*WHAT NEEDS TO BE DONE*
Write each line exactly as it stands, from the line containing "Where can the wooden" through the end of the data.

--- BEGIN EXERCISE MATERIAL ---

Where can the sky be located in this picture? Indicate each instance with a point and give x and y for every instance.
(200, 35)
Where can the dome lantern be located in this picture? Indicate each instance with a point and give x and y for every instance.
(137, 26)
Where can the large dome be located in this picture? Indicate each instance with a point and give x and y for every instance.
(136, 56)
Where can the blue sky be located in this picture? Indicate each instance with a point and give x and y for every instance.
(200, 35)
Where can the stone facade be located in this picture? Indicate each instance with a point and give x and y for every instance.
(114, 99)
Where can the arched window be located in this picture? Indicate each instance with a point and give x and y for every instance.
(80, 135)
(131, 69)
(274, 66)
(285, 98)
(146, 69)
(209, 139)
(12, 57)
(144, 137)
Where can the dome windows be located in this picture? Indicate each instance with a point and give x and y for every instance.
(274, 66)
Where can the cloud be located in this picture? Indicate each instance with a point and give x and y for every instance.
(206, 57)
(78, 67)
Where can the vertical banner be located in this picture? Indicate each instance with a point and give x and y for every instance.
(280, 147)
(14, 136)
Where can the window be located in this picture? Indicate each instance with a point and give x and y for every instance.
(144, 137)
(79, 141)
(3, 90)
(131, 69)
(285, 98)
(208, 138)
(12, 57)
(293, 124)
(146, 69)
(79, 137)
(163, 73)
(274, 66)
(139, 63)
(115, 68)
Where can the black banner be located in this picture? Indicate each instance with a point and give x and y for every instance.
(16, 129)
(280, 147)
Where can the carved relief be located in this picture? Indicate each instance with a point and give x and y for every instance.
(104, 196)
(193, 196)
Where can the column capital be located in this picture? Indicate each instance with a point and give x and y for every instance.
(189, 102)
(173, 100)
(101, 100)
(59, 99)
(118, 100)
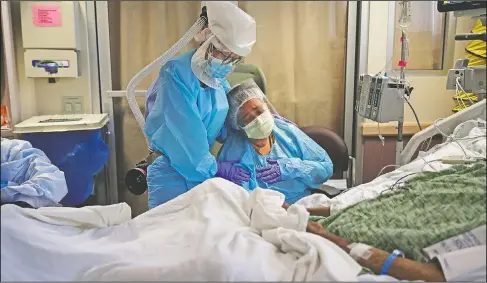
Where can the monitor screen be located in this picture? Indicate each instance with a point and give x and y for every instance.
(449, 6)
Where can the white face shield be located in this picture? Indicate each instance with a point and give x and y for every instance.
(232, 26)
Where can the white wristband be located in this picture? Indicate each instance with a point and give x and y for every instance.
(360, 251)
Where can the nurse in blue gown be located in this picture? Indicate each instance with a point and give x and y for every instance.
(187, 106)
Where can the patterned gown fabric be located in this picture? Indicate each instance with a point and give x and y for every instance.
(430, 208)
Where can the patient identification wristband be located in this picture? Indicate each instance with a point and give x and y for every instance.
(360, 251)
(389, 260)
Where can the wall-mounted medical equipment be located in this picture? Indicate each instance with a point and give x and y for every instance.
(474, 9)
(470, 79)
(380, 98)
(50, 32)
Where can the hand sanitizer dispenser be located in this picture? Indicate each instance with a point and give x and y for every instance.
(50, 36)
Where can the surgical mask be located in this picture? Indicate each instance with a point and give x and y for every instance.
(217, 69)
(261, 127)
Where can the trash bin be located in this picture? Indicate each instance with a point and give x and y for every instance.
(75, 144)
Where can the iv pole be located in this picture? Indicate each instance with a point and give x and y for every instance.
(402, 65)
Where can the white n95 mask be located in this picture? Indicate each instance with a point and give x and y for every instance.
(261, 127)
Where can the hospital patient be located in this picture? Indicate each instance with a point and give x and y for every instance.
(445, 210)
(278, 155)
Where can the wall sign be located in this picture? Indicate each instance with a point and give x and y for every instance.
(46, 15)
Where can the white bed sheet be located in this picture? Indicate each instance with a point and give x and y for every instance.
(215, 232)
(464, 133)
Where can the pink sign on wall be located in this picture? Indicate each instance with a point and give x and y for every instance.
(46, 15)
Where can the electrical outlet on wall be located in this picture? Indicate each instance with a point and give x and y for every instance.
(72, 104)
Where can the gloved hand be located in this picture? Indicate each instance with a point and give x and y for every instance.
(227, 170)
(277, 117)
(269, 174)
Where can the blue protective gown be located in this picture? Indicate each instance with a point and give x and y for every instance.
(304, 164)
(183, 124)
(28, 175)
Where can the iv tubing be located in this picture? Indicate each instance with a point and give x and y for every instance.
(156, 65)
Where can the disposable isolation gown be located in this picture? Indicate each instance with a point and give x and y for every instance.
(28, 176)
(303, 163)
(183, 124)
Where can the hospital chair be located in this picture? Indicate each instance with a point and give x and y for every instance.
(332, 143)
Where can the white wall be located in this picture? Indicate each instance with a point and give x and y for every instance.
(37, 96)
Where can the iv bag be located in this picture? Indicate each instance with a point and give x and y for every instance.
(405, 15)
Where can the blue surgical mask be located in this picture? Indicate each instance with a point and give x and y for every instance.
(261, 127)
(218, 70)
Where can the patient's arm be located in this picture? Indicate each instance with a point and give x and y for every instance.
(401, 268)
(318, 211)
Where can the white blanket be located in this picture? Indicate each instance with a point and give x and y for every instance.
(469, 137)
(215, 232)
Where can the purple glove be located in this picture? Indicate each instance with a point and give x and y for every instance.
(270, 174)
(227, 170)
(283, 119)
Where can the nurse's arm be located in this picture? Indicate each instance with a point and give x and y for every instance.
(318, 211)
(401, 268)
(182, 135)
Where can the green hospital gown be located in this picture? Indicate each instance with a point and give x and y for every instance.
(428, 209)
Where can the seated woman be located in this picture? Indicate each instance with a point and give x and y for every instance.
(28, 177)
(278, 155)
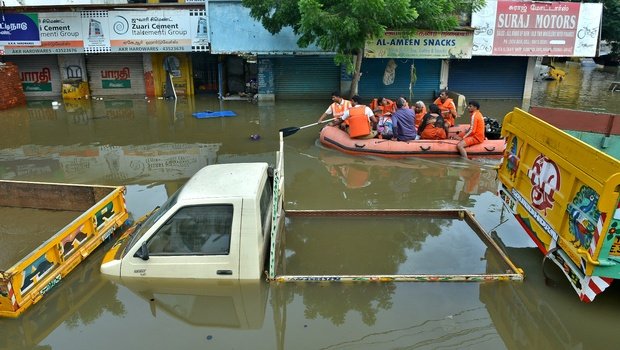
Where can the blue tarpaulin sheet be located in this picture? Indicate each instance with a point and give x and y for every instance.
(214, 114)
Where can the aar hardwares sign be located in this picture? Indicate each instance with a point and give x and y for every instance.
(421, 44)
(524, 28)
(19, 29)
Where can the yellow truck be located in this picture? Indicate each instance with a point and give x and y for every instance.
(72, 221)
(565, 194)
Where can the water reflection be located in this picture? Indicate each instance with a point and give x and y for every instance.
(85, 297)
(541, 313)
(153, 146)
(585, 87)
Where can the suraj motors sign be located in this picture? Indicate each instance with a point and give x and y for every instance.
(525, 28)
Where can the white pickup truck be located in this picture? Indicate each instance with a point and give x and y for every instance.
(226, 223)
(217, 226)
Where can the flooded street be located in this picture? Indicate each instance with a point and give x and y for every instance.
(154, 146)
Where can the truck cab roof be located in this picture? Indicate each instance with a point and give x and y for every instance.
(225, 180)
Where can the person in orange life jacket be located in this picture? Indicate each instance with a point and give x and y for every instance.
(337, 108)
(433, 126)
(475, 133)
(387, 106)
(447, 107)
(420, 111)
(403, 121)
(360, 118)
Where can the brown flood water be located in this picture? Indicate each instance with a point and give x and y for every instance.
(153, 147)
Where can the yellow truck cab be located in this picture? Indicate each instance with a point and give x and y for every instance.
(216, 226)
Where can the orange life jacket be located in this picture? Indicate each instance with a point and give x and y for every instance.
(445, 107)
(339, 108)
(431, 132)
(389, 108)
(359, 124)
(476, 126)
(419, 117)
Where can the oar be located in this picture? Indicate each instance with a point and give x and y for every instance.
(293, 129)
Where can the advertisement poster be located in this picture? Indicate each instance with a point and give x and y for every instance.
(427, 44)
(19, 29)
(199, 30)
(96, 33)
(152, 31)
(523, 28)
(60, 32)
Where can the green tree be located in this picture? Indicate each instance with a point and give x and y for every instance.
(610, 26)
(343, 26)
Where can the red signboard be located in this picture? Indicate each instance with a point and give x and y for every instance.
(527, 28)
(535, 28)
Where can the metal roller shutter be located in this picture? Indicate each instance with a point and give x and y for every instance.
(115, 74)
(489, 77)
(40, 75)
(305, 77)
(428, 74)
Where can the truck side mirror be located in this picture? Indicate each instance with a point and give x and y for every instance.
(143, 252)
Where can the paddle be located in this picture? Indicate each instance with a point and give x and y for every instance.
(293, 129)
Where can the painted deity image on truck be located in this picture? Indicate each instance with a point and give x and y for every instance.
(565, 194)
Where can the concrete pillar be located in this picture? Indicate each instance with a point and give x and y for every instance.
(529, 83)
(266, 91)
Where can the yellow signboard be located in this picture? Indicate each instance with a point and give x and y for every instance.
(422, 44)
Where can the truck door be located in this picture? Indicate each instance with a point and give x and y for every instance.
(197, 241)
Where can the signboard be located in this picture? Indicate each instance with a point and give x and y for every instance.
(19, 29)
(524, 28)
(39, 80)
(427, 44)
(199, 26)
(60, 32)
(96, 31)
(152, 31)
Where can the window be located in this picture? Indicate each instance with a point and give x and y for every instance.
(265, 207)
(196, 230)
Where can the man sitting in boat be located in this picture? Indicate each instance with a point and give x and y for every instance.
(403, 121)
(475, 133)
(433, 126)
(447, 107)
(386, 105)
(420, 111)
(337, 108)
(359, 118)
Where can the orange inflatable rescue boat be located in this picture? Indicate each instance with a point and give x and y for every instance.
(334, 137)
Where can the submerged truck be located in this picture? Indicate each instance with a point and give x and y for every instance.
(226, 223)
(46, 230)
(565, 194)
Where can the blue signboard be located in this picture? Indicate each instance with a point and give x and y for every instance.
(20, 29)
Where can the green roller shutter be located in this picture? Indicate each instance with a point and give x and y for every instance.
(374, 69)
(305, 77)
(488, 77)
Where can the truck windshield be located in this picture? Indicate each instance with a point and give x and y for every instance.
(146, 225)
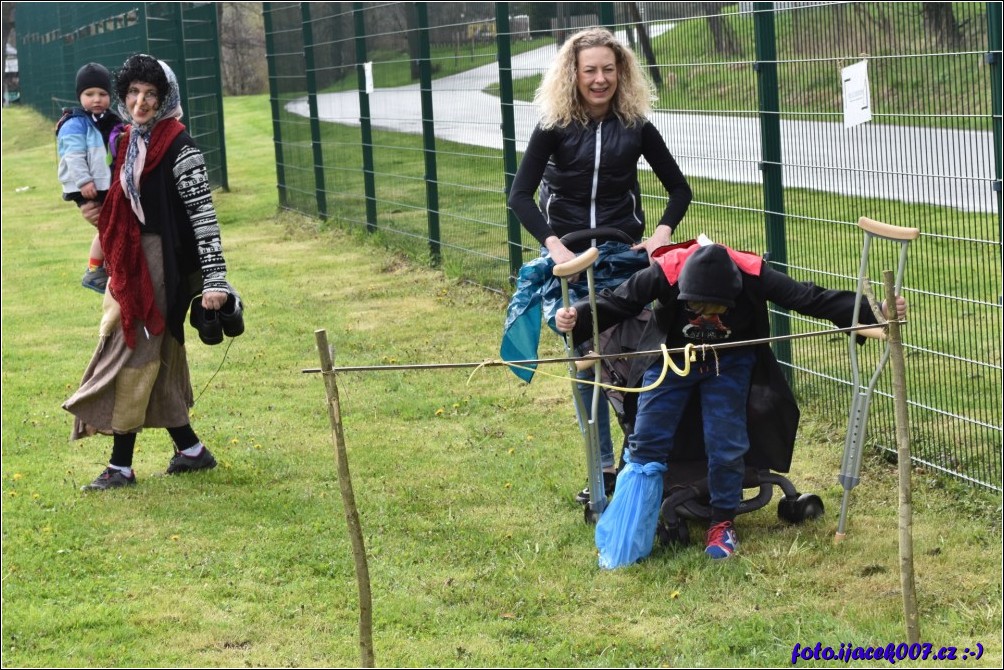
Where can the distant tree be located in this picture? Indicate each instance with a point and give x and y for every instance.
(939, 19)
(643, 38)
(242, 47)
(722, 35)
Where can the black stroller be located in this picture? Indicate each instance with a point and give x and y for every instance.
(772, 415)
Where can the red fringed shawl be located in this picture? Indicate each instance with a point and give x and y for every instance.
(118, 229)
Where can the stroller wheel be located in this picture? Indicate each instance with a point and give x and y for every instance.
(678, 535)
(798, 509)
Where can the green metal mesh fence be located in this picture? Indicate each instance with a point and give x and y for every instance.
(406, 120)
(55, 38)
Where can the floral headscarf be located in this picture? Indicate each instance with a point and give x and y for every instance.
(139, 138)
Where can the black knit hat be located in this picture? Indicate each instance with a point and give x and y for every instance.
(93, 75)
(710, 275)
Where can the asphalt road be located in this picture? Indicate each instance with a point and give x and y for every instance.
(916, 165)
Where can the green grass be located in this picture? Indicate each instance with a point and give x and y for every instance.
(820, 237)
(477, 554)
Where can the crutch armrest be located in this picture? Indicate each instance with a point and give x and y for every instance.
(888, 230)
(576, 264)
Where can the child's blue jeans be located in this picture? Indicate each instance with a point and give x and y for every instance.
(724, 387)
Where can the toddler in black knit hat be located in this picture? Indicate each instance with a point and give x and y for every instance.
(705, 294)
(82, 145)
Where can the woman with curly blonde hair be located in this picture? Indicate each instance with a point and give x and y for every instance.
(560, 106)
(582, 159)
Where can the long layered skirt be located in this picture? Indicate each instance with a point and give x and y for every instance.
(124, 390)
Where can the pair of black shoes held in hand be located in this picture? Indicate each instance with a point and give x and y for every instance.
(212, 324)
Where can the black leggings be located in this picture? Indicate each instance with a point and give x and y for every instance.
(123, 444)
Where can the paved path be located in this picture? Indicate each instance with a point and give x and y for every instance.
(918, 165)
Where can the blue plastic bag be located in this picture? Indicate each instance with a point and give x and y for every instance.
(626, 529)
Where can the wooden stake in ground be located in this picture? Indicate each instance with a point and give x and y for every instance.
(348, 501)
(899, 364)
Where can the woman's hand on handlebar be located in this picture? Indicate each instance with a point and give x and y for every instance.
(559, 252)
(660, 238)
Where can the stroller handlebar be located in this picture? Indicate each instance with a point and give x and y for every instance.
(887, 230)
(600, 234)
(576, 264)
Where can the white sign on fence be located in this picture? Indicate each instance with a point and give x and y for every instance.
(856, 97)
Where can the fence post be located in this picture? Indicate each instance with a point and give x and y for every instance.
(306, 27)
(770, 163)
(365, 129)
(429, 134)
(606, 16)
(273, 99)
(503, 37)
(994, 60)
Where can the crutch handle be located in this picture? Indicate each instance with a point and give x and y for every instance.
(873, 333)
(576, 264)
(888, 230)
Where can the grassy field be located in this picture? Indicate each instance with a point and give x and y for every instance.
(477, 552)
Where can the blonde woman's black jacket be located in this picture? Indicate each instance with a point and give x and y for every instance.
(586, 177)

--- END EXERCISE MATERIAL ---

*SOLUTION TO THE PROBLEM*
Where can the wooden stake in ground be located in this picture? Indicate each instance with a point and give x and y for every instance.
(348, 501)
(899, 364)
Where can the woman's hand on handlebar be located in this picture? Indicate each instance with a point and give x and y for every instance.
(559, 252)
(660, 238)
Where can the stroller handlebar be located in this picture? Indicate each instance with a point and give x and y for every instance.
(887, 230)
(600, 234)
(576, 264)
Where can the white sign on fence be located in this picture? Indicate each instance with a point and give x and y for every instance.
(856, 97)
Where can the fence post be located in this picture? Indicate each instance with a point and give x and y for every instance.
(306, 27)
(770, 163)
(365, 129)
(429, 134)
(606, 16)
(273, 99)
(503, 37)
(994, 60)
Where can the crutch handle be located in this picture? Indicate each instance with a point and give x and y for every instance.
(873, 333)
(576, 264)
(888, 230)
Where can the grassy field be located in this picture? Indicate each instance with a point and give x and y for every instance.
(477, 552)
Where can the blonde woman's black jacket be located in this picture? Indicate each instance with a point and give x and y for every instance.
(586, 177)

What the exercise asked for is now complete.